Provided records:
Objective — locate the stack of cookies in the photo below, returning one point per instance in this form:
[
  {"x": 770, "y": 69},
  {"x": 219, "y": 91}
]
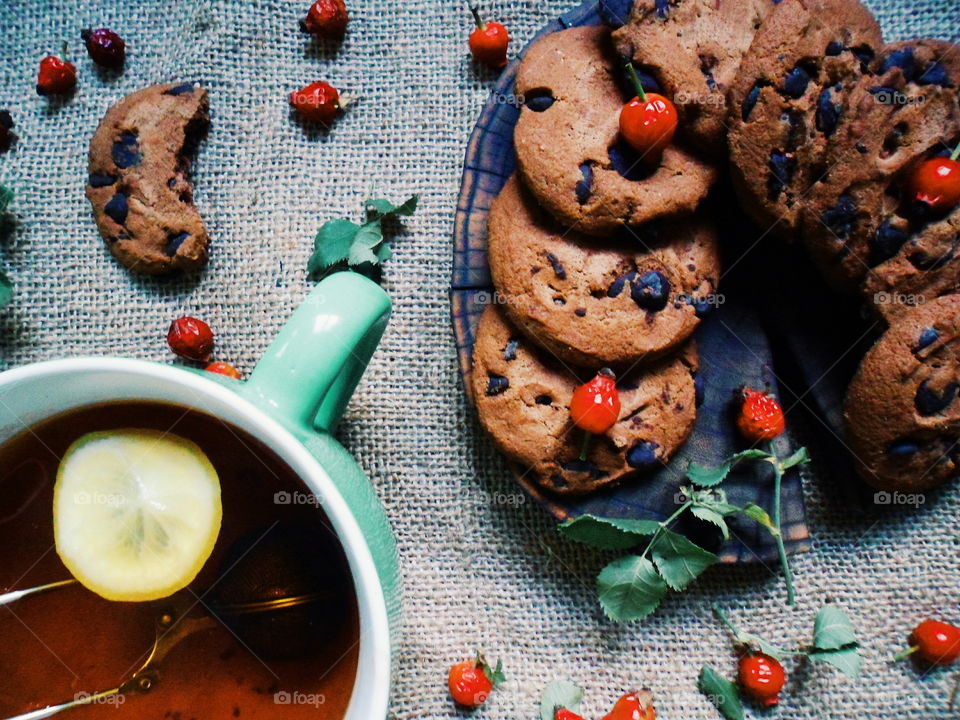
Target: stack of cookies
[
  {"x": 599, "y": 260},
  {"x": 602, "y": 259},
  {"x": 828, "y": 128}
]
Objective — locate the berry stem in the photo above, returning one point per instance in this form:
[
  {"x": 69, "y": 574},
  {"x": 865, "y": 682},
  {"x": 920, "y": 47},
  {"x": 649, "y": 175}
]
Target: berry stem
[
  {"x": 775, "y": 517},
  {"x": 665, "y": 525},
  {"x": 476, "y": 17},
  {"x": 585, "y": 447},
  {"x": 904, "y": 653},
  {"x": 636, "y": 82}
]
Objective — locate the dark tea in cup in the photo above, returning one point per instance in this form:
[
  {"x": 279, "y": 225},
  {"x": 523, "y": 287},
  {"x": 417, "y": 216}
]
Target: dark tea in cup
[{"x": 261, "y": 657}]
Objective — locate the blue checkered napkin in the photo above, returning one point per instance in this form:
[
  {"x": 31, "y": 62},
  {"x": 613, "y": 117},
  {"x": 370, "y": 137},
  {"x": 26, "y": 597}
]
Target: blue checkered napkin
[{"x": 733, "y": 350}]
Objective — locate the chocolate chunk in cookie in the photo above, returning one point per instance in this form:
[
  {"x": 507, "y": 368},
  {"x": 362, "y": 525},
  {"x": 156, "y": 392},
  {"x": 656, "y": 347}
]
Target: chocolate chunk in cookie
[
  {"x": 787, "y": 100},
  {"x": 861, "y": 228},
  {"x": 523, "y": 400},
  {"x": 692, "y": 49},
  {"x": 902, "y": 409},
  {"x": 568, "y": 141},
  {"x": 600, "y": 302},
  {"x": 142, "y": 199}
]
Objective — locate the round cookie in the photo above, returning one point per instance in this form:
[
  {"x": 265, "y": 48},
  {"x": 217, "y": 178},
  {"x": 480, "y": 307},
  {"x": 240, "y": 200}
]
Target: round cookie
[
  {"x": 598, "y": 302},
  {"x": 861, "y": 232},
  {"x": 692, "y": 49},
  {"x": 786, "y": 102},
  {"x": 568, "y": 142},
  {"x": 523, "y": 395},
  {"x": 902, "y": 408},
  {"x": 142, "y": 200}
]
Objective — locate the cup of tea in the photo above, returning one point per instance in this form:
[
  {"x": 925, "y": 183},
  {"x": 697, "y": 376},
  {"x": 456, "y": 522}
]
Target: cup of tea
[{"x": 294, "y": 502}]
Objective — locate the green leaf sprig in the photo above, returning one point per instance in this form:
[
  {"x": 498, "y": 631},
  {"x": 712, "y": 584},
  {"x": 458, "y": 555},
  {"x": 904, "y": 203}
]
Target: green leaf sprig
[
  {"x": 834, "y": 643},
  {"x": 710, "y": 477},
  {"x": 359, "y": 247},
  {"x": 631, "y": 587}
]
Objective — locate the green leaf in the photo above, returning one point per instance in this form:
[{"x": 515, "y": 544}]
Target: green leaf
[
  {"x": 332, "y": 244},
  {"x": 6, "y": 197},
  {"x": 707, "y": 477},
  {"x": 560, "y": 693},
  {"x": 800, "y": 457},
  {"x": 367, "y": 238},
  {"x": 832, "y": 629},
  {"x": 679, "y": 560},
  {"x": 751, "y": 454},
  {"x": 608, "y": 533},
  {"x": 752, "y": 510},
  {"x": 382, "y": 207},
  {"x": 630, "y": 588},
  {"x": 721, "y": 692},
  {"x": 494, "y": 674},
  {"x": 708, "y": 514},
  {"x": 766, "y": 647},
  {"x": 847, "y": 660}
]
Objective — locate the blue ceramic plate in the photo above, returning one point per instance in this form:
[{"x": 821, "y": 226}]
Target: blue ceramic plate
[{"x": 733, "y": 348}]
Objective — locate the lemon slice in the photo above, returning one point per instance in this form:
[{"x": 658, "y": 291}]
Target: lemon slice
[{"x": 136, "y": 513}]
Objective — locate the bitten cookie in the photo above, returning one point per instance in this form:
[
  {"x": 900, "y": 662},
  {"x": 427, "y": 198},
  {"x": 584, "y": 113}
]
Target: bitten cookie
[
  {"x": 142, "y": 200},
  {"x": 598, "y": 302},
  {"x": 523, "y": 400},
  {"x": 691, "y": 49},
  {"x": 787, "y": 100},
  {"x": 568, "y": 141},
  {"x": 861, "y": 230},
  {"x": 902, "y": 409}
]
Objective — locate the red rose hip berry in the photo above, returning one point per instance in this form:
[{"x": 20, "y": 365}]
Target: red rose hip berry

What this task involves:
Counting the lines of the material that hold the string "rose", state the total and nothing besides.

Solution to the problem:
2